- _Assignment_
The answer should consist of all the records, written out word for word.

- _Records from a collection_
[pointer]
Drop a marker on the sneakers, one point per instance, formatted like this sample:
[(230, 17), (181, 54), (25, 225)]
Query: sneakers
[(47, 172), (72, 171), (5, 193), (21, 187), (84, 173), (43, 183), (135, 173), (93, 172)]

- _Exercise result_
[pointer]
Drop a marker on the sneakers, one point per instance, formatted like this sample:
[(230, 17), (181, 54), (25, 225)]
Query: sneakers
[(47, 172), (72, 171), (5, 193), (21, 187), (84, 173), (43, 183), (135, 173), (93, 172)]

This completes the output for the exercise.